EXERCISE OBJECTIVE: Replace "headland" with "cliff" in the part of the listing that opens with the line containing "Can you see the white sea" and closes with the line containing "(153, 1081)". Give back only that part, with everything else left unchanged.

WORKING DATA:
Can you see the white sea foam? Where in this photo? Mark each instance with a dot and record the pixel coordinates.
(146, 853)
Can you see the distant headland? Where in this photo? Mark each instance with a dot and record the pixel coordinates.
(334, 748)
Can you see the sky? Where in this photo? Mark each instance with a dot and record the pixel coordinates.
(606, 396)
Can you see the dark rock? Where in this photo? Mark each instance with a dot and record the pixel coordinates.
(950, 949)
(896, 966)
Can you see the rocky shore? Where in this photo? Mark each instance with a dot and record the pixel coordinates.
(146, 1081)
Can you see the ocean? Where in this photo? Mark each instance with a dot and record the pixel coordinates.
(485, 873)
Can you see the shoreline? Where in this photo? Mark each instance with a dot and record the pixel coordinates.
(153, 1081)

--

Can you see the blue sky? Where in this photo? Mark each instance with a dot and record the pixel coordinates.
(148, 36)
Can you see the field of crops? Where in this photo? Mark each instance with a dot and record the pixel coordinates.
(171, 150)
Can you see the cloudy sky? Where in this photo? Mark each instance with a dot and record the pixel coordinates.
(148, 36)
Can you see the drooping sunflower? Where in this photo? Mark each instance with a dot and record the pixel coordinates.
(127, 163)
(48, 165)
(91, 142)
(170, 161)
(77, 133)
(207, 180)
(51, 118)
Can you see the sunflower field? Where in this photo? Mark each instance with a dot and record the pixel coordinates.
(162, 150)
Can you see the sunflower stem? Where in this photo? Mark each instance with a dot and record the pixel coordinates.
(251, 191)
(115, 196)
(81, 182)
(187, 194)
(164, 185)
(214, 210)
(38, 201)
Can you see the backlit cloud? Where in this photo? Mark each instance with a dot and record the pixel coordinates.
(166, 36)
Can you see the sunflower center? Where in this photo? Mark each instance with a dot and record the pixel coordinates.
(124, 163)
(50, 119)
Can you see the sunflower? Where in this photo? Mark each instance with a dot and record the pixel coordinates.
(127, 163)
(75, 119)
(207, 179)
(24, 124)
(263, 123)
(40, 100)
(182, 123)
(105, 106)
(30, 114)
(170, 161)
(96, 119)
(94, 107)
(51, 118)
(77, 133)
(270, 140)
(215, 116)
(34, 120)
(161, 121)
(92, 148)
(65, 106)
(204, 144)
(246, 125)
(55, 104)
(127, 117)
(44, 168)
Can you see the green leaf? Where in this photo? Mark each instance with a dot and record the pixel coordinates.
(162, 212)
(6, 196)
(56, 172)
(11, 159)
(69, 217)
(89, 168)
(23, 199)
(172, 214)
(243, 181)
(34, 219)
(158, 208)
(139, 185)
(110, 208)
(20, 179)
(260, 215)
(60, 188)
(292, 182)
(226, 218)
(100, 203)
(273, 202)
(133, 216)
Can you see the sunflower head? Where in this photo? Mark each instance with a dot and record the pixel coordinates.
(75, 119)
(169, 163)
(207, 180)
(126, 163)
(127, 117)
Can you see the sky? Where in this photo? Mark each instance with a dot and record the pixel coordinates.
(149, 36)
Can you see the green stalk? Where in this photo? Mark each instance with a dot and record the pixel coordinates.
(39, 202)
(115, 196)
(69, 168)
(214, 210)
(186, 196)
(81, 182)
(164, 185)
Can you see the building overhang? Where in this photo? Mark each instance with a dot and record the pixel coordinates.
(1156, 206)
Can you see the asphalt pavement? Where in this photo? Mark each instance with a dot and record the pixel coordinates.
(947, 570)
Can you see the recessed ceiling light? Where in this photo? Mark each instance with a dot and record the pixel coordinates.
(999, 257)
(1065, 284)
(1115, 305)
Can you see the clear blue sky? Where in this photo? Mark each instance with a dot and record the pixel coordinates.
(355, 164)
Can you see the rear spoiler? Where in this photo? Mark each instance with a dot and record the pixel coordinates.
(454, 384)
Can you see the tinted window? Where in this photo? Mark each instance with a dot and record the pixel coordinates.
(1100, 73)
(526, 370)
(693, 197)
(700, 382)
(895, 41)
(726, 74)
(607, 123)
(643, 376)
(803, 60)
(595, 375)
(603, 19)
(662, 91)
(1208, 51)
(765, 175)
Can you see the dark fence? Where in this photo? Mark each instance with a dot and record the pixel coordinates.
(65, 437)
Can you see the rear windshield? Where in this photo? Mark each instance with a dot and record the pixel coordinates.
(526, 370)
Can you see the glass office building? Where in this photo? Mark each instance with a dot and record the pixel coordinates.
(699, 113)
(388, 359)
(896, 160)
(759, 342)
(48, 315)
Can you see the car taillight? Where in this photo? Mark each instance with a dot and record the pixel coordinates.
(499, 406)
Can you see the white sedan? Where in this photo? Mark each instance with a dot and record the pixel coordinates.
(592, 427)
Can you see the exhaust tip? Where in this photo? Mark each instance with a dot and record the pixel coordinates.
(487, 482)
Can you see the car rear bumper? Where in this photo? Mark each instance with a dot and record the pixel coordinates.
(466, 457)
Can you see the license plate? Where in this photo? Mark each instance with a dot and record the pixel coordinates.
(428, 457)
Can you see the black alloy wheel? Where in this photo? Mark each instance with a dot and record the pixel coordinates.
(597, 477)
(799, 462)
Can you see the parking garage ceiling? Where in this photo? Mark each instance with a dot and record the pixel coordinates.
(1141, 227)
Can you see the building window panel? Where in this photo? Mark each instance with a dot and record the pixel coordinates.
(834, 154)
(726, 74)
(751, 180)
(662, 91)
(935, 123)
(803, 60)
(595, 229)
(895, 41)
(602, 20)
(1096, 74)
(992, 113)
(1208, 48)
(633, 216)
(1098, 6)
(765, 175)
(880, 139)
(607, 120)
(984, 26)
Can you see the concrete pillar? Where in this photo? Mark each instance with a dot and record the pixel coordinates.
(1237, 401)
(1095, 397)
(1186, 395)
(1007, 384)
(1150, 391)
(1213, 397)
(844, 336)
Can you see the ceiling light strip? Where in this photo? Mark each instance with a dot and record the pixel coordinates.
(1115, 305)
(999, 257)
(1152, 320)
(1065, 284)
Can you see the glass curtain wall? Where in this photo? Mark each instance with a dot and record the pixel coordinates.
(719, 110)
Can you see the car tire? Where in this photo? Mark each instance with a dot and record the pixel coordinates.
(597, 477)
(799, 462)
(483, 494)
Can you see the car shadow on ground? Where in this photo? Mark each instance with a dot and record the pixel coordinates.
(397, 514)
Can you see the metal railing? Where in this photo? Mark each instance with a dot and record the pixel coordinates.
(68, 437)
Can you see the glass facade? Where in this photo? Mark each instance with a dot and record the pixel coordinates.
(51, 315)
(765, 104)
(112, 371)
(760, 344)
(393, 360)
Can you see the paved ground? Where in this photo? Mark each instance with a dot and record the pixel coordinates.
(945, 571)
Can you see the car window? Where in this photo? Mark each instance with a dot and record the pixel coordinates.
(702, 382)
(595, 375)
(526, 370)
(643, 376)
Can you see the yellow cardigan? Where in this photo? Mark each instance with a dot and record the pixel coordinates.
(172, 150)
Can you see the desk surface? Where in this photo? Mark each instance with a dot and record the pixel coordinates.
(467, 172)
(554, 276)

TASK RESULT:
Can you see the white sea foam? Where in this photo? Mark each instance with a dot and record the pixel coordinates.
(146, 853)
Can you see the distant cliff? Where in this photo? Mark each instance with a dot and record the pixel coordinates.
(334, 748)
Can you see the sky? Where in this photo? Mark each instance with a dot and record the pixel coordinates.
(606, 396)
Can you see the dark rock? Where in this photo? Mark each instance with a dot and record the pixel coordinates.
(950, 949)
(896, 966)
Can you see the rocky shore? Where in this photo? Mark each instance with a dot and record the pixel coordinates.
(146, 1081)
Can you see the ocean? Where in this photo? Mark each instance with a dot and record the pixel coordinates.
(485, 873)
Can you see the shoreline? Where in this photo? Mark each instance with a dot and record the pixel coordinates.
(153, 1081)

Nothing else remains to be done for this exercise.